(Source records)
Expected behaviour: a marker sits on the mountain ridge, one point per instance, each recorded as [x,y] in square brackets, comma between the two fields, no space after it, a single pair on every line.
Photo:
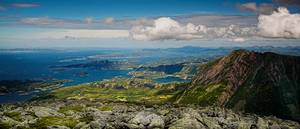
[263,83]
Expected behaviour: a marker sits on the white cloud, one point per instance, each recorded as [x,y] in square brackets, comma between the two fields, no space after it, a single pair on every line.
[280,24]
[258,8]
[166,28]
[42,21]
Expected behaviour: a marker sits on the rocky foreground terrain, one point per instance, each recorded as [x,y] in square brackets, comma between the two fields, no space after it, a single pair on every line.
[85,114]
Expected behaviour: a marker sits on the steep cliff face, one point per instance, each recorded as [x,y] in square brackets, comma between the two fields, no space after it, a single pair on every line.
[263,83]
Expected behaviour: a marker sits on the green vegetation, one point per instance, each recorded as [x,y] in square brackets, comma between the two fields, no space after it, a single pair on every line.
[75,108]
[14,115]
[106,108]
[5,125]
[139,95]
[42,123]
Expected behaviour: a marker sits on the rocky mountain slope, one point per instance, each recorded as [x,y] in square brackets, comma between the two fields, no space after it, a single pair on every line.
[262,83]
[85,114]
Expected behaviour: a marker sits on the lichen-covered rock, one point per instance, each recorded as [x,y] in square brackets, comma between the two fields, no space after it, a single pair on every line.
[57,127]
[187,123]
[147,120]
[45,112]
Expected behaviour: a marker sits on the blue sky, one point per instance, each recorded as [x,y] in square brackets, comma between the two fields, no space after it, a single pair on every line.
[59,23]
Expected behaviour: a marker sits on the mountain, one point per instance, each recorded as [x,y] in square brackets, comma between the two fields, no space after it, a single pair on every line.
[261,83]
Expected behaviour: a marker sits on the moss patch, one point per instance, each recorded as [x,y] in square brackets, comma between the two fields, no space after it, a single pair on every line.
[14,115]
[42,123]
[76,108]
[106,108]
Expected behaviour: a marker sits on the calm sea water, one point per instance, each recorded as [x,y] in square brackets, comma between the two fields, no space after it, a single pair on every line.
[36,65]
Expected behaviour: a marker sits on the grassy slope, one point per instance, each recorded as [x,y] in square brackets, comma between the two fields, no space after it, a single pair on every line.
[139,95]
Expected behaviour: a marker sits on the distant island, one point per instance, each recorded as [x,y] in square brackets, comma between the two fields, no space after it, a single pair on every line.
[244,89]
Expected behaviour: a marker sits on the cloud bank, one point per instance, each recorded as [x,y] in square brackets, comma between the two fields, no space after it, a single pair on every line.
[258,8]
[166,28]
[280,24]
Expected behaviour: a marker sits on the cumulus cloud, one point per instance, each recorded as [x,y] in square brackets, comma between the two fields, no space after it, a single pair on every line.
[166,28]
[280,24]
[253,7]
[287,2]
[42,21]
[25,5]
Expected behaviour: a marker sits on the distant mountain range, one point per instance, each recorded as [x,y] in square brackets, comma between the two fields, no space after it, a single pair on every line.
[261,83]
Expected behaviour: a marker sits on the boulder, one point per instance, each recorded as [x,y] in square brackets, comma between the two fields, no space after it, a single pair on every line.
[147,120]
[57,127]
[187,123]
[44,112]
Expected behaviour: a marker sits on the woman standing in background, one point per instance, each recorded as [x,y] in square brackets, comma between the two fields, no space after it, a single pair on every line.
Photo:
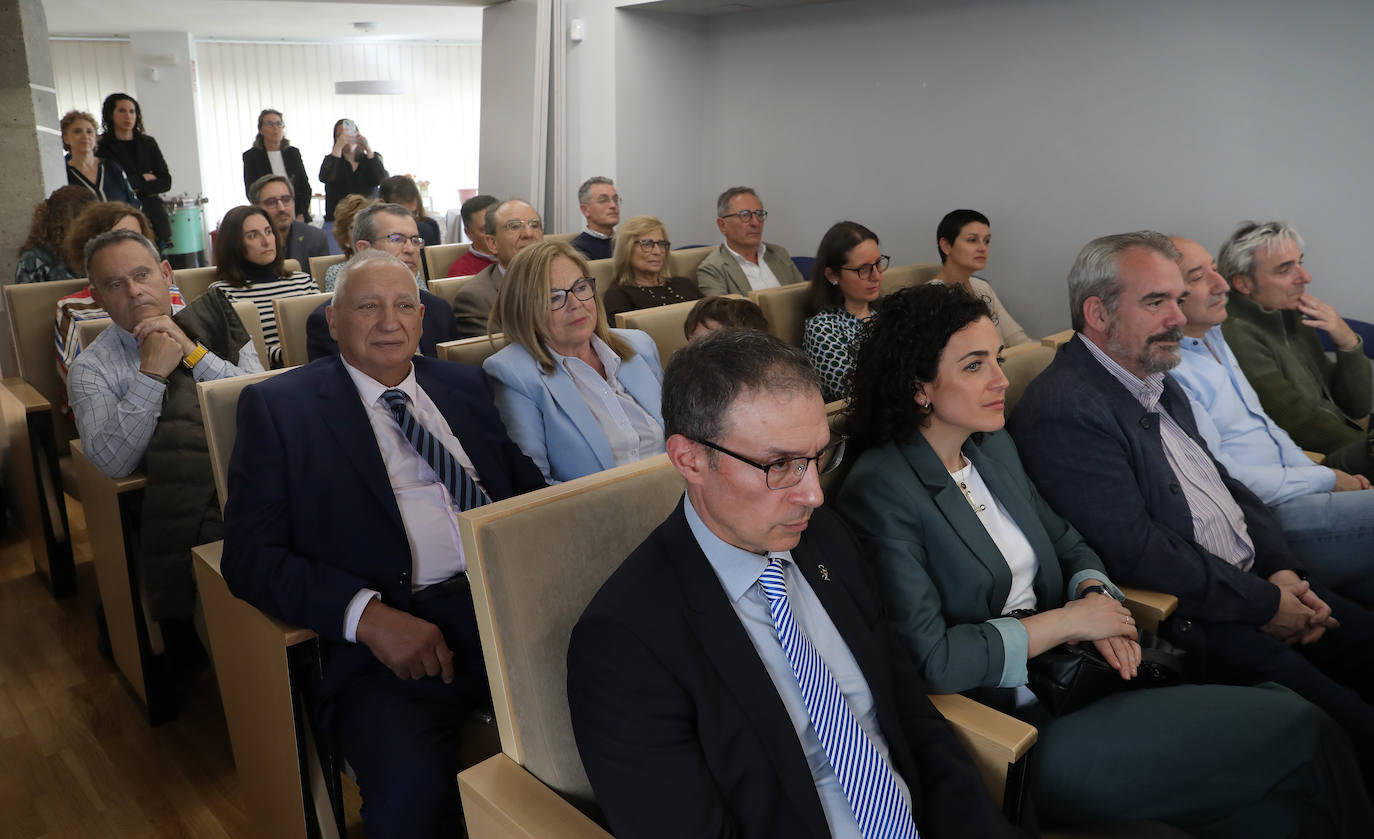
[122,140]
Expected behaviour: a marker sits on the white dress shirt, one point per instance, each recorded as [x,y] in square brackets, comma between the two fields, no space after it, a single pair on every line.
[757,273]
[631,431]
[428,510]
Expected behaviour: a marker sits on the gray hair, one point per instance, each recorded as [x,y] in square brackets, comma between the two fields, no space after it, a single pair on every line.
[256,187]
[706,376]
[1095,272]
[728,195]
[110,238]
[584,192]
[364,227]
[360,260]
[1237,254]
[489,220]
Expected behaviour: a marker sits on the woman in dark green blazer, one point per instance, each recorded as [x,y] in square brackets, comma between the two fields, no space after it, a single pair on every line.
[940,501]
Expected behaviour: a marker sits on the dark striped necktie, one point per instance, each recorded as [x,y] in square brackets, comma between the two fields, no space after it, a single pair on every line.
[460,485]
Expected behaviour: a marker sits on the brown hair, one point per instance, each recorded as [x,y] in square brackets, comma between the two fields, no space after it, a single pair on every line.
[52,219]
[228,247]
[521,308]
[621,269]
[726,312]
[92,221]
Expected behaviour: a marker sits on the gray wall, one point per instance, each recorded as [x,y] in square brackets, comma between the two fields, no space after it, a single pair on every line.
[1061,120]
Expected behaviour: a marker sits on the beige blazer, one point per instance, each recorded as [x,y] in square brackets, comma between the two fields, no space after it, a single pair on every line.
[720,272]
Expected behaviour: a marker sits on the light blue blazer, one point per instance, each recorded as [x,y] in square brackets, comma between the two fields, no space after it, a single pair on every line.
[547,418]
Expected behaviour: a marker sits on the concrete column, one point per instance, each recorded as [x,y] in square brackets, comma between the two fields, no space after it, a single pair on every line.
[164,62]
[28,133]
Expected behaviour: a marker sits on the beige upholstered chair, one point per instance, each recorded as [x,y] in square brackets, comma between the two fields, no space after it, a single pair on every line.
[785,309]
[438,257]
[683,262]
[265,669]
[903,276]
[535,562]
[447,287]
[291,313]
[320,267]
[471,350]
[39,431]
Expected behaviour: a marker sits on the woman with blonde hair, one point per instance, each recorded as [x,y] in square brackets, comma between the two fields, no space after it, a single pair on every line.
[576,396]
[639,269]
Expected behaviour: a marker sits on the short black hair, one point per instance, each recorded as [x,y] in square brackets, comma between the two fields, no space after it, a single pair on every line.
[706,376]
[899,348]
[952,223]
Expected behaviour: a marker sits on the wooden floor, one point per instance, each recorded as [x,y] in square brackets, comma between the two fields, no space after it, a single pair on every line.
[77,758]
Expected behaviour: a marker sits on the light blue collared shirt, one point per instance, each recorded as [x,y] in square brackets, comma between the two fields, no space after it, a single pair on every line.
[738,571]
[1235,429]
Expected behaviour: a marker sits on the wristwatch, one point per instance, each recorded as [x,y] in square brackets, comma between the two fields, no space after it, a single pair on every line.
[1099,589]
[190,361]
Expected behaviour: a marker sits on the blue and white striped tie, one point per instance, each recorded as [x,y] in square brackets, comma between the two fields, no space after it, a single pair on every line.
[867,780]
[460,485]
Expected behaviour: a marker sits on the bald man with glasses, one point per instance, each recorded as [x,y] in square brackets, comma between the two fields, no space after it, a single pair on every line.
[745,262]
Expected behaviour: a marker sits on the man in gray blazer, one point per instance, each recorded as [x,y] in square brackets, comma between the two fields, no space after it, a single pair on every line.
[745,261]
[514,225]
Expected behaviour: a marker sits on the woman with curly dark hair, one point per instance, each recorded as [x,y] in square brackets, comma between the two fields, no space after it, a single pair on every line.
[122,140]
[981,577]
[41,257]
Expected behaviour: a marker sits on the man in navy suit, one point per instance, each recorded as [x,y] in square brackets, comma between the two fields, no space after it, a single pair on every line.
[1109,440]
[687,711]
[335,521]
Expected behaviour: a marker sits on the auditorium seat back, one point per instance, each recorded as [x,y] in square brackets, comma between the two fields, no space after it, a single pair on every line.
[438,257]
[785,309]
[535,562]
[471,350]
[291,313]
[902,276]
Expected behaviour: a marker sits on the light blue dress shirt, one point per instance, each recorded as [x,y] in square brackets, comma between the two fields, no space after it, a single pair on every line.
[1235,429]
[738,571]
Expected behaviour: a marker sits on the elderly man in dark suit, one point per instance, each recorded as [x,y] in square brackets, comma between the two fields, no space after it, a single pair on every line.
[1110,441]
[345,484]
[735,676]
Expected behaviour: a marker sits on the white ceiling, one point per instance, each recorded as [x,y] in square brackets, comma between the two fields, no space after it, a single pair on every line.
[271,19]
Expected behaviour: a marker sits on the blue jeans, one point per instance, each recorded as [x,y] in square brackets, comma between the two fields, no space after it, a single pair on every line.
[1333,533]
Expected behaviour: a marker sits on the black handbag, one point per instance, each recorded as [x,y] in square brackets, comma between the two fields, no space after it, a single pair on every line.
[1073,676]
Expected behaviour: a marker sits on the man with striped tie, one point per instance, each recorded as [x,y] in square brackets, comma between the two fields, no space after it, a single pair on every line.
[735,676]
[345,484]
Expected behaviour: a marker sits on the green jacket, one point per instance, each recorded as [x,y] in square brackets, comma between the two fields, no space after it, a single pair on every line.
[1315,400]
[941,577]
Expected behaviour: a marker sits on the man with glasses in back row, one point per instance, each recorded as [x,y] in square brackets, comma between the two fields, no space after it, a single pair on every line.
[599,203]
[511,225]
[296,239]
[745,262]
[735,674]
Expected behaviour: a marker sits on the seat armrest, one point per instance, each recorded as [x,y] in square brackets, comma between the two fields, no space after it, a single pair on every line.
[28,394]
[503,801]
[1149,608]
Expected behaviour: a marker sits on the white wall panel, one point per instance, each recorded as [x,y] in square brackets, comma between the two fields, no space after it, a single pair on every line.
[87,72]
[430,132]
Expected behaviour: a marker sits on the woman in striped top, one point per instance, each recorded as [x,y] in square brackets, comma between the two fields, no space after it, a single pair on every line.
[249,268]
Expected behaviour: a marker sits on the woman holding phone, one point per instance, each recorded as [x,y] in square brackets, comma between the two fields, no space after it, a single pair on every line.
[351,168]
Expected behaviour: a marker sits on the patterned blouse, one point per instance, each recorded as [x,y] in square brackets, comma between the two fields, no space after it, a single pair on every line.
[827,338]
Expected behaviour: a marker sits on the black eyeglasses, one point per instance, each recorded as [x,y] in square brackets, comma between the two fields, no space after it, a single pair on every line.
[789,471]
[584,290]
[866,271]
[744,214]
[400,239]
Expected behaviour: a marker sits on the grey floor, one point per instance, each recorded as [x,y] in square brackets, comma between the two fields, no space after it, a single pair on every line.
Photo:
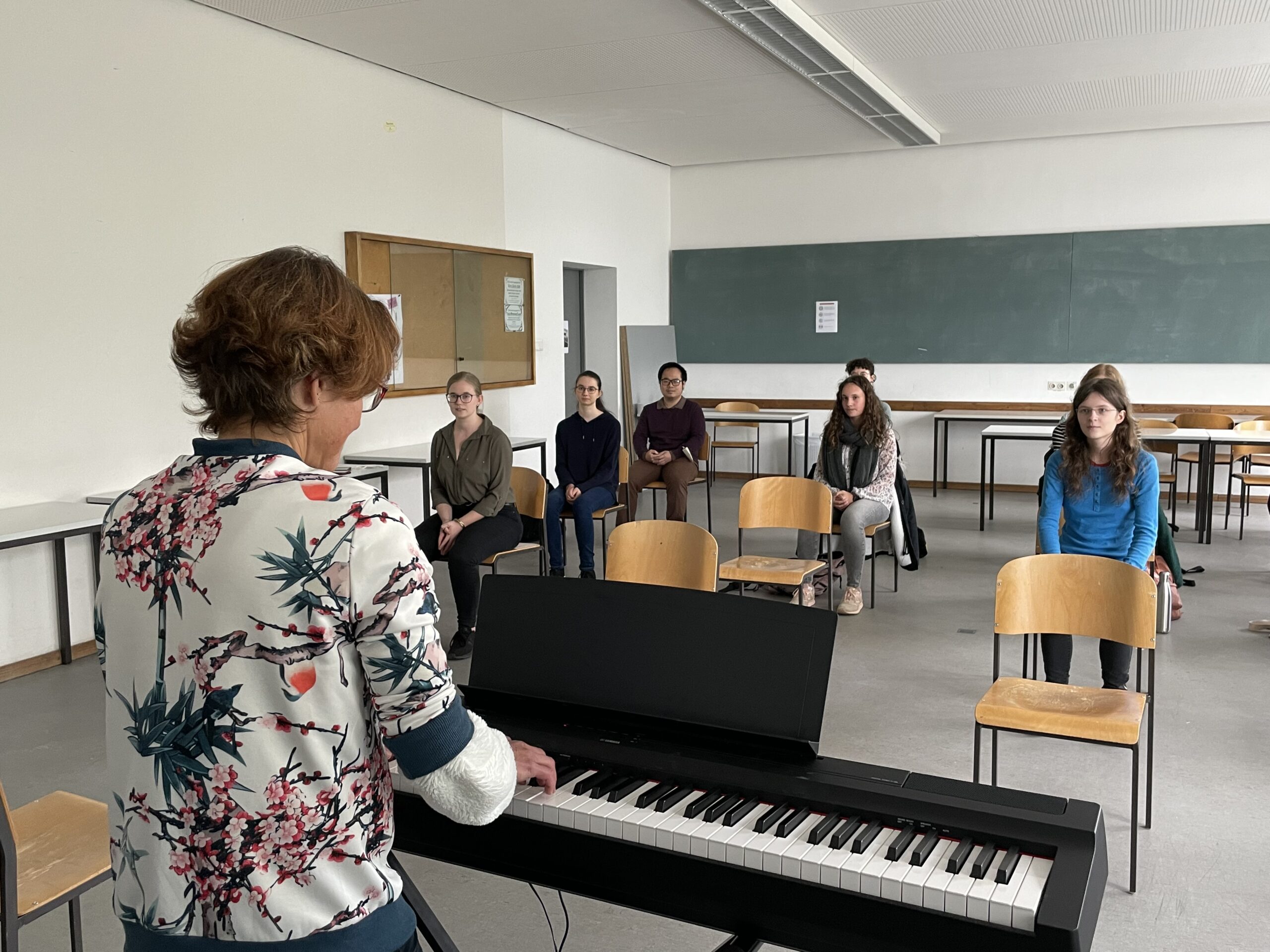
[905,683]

**What the task asks**
Final stretch of the data: repeat exactly each line from the one containing "Expected behaviour: a marker sits on the woman in striped" through the last, and omit all pictures.

**Answer for this exercise**
Expected behaviour: a marker sits on the woman in striped top, one point per instance, each recorded as [x,y] in square brackets, comma between the two fields, no space after it, a single pair on every line.
[249,268]
Expected behaviour: a marker sits on the woman holding phone, one point per instance, each recorded as [x,y] in square brackets, comma between the two fields, no space after it, a single pair on every line.
[351,168]
Expected behaviour: a marker sits on the patterned blouse, one point per instance, each recorded as [x,y] in square brackets, comma between the two fields, no space after it, a single pair on every line.
[827,338]
Expected behaviour: a marker sits on the black eyeglasses, one point per instance, each recorded as [x,y] in square brackets, comma between the two fields, no space after it, a single pair on every line.
[789,471]
[584,290]
[866,271]
[744,214]
[400,239]
Expected behaviour: a marker sits on the grey floor, one point per instance, each recorded as [x,y] in square brackets, comma between the two fields, no space after it, a single pair on every line.
Photo:
[905,683]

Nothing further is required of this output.